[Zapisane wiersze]
┌──

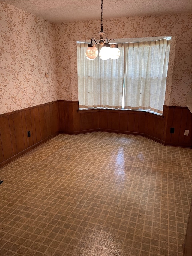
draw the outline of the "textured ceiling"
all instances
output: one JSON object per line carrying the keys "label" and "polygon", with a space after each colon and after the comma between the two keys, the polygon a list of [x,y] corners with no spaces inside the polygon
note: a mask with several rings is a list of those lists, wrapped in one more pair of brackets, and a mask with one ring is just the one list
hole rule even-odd
{"label": "textured ceiling", "polygon": [[[100,19],[100,0],[4,0],[50,21]],[[191,13],[187,0],[104,0],[104,19],[142,15]]]}

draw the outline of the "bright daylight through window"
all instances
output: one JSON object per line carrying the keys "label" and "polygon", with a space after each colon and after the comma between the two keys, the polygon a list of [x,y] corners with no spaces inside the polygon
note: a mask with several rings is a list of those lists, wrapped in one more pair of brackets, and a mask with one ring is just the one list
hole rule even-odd
{"label": "bright daylight through window", "polygon": [[[149,110],[162,113],[171,39],[118,42],[119,57],[105,61],[88,59],[87,43],[77,42],[80,108]],[[100,47],[96,47],[99,52]]]}

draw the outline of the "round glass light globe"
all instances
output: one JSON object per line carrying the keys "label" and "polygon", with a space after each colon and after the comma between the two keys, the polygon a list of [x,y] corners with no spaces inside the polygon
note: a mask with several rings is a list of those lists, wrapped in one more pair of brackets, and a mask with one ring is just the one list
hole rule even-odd
{"label": "round glass light globe", "polygon": [[121,52],[118,48],[113,47],[111,48],[111,55],[110,58],[112,59],[117,59],[120,56]]}
{"label": "round glass light globe", "polygon": [[98,53],[98,50],[95,46],[90,46],[87,49],[86,57],[91,59],[94,59],[97,57]]}
{"label": "round glass light globe", "polygon": [[93,60],[94,59],[90,59],[90,58],[89,58],[88,57],[87,55],[87,53],[86,53],[86,52],[85,53],[85,56],[86,56],[86,57],[87,58],[87,59],[88,59],[89,60]]}
{"label": "round glass light globe", "polygon": [[103,46],[99,53],[99,57],[103,60],[109,59],[111,55],[111,48],[109,46]]}

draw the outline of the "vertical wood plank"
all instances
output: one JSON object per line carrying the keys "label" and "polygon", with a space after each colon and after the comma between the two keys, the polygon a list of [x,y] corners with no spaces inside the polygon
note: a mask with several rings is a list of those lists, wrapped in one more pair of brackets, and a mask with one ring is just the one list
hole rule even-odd
{"label": "vertical wood plank", "polygon": [[46,126],[46,137],[49,137],[51,134],[51,116],[50,113],[50,104],[48,104],[44,106],[45,118]]}
{"label": "vertical wood plank", "polygon": [[0,133],[4,161],[13,155],[9,119],[7,116],[1,118]]}
{"label": "vertical wood plank", "polygon": [[99,112],[94,112],[92,114],[92,128],[93,129],[98,129],[99,128]]}
{"label": "vertical wood plank", "polygon": [[107,129],[108,113],[101,111],[100,114],[100,128],[101,129]]}
{"label": "vertical wood plank", "polygon": [[147,134],[153,136],[153,128],[154,127],[154,118],[152,116],[148,116]]}
{"label": "vertical wood plank", "polygon": [[3,147],[1,141],[1,132],[0,132],[0,163],[2,163],[4,161],[4,157],[3,152]]}
{"label": "vertical wood plank", "polygon": [[163,140],[164,131],[164,119],[158,119],[156,132],[156,137],[160,140]]}
{"label": "vertical wood plank", "polygon": [[43,106],[39,107],[39,123],[41,140],[45,139],[47,136],[44,107]]}
{"label": "vertical wood plank", "polygon": [[185,135],[184,140],[185,143],[188,145],[191,145],[191,112],[188,110],[185,130],[189,130],[189,136]]}
{"label": "vertical wood plank", "polygon": [[25,149],[21,113],[14,113],[13,114],[13,117],[17,153],[19,153]]}
{"label": "vertical wood plank", "polygon": [[51,113],[51,118],[52,119],[52,133],[54,134],[59,131],[59,128],[58,120],[57,104],[56,102],[54,102],[51,105],[51,110],[50,109],[50,113]]}
{"label": "vertical wood plank", "polygon": [[65,110],[64,102],[59,102],[59,104],[60,120],[60,130],[64,132],[65,130]]}
{"label": "vertical wood plank", "polygon": [[164,129],[163,136],[163,139],[164,141],[166,140],[166,137],[167,134],[167,127],[168,122],[168,114],[169,109],[164,107],[163,113],[164,116]]}
{"label": "vertical wood plank", "polygon": [[85,113],[81,113],[81,130],[85,129]]}
{"label": "vertical wood plank", "polygon": [[119,130],[120,113],[112,113],[111,121],[111,129],[116,131]]}
{"label": "vertical wood plank", "polygon": [[127,113],[120,113],[119,116],[119,130],[127,131],[128,128],[128,114]]}
{"label": "vertical wood plank", "polygon": [[135,115],[135,122],[134,122],[134,131],[135,132],[138,132],[139,131],[139,114],[136,114]]}
{"label": "vertical wood plank", "polygon": [[145,127],[146,122],[145,114],[140,114],[139,115],[139,127],[138,132],[144,133],[145,132]]}
{"label": "vertical wood plank", "polygon": [[179,143],[181,144],[184,144],[184,143],[185,130],[186,129],[187,122],[187,116],[188,113],[188,110],[187,109],[183,109],[182,110],[182,119],[181,122],[181,127],[180,127],[180,132],[179,137]]}
{"label": "vertical wood plank", "polygon": [[25,117],[25,113],[24,111],[22,111],[21,112],[21,119],[22,119],[22,125],[23,128],[23,138],[24,139],[24,143],[25,148],[27,149],[29,145],[28,143],[28,137],[27,131],[27,126],[26,125],[26,120]]}
{"label": "vertical wood plank", "polygon": [[32,137],[34,144],[37,143],[37,138],[36,137],[36,129],[35,123],[35,122],[34,115],[34,109],[32,109],[30,110],[31,118],[31,119],[32,130]]}
{"label": "vertical wood plank", "polygon": [[10,131],[11,134],[13,153],[13,155],[14,155],[17,154],[17,145],[16,143],[16,139],[15,138],[15,129],[13,115],[9,115],[8,116],[8,117],[9,118],[9,123]]}
{"label": "vertical wood plank", "polygon": [[92,128],[92,113],[86,113],[85,115],[85,128],[90,130]]}
{"label": "vertical wood plank", "polygon": [[68,102],[68,119],[69,124],[68,130],[70,132],[74,131],[74,121],[73,103]]}
{"label": "vertical wood plank", "polygon": [[168,109],[168,112],[167,116],[167,122],[166,128],[166,139],[165,141],[166,142],[170,142],[171,140],[171,134],[170,132],[171,127],[172,127],[173,120],[174,116],[174,111],[175,109],[173,108]]}
{"label": "vertical wood plank", "polygon": [[36,131],[37,142],[38,142],[39,141],[40,141],[41,140],[38,107],[35,108],[34,109],[34,117],[35,126],[35,130]]}
{"label": "vertical wood plank", "polygon": [[[106,122],[107,120],[106,120]],[[108,112],[107,115],[107,127],[108,130],[111,130],[111,126],[112,125],[112,113],[111,112]]]}
{"label": "vertical wood plank", "polygon": [[174,133],[171,134],[171,142],[174,143],[177,143],[179,142],[182,112],[181,108],[175,108],[174,110],[172,125],[172,127],[174,128]]}
{"label": "vertical wood plank", "polygon": [[79,109],[78,102],[74,102],[72,104],[73,107],[73,122],[74,131],[81,130],[81,116],[77,110]]}
{"label": "vertical wood plank", "polygon": [[134,124],[135,123],[135,114],[129,114],[128,116],[128,131],[134,131]]}
{"label": "vertical wood plank", "polygon": [[68,131],[69,130],[69,112],[68,111],[68,104],[67,102],[64,103],[64,119],[65,130]]}
{"label": "vertical wood plank", "polygon": [[30,137],[28,137],[27,133],[26,133],[28,146],[30,147],[34,144],[31,111],[30,110],[26,110],[25,112],[25,118],[26,121],[27,131],[30,131],[30,133],[31,134]]}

└──

Wybierz z powyższych wierszy te, które zawierają słowo „round”, i przepisz je. Wielkość liter ma znaczenie.

:: Odpowiedź ::
draw the outline of the "round glass light globe"
{"label": "round glass light globe", "polygon": [[121,52],[118,48],[113,47],[111,48],[111,55],[110,58],[112,59],[117,59],[120,56]]}
{"label": "round glass light globe", "polygon": [[98,53],[98,50],[95,46],[90,46],[87,49],[86,57],[91,59],[94,59],[97,57]]}
{"label": "round glass light globe", "polygon": [[93,60],[94,59],[90,59],[90,58],[89,58],[88,57],[87,55],[87,53],[86,53],[86,52],[85,53],[85,56],[86,56],[86,57],[87,58],[87,59],[88,59],[89,60]]}
{"label": "round glass light globe", "polygon": [[103,46],[99,53],[99,57],[103,60],[109,59],[111,55],[111,48],[109,46]]}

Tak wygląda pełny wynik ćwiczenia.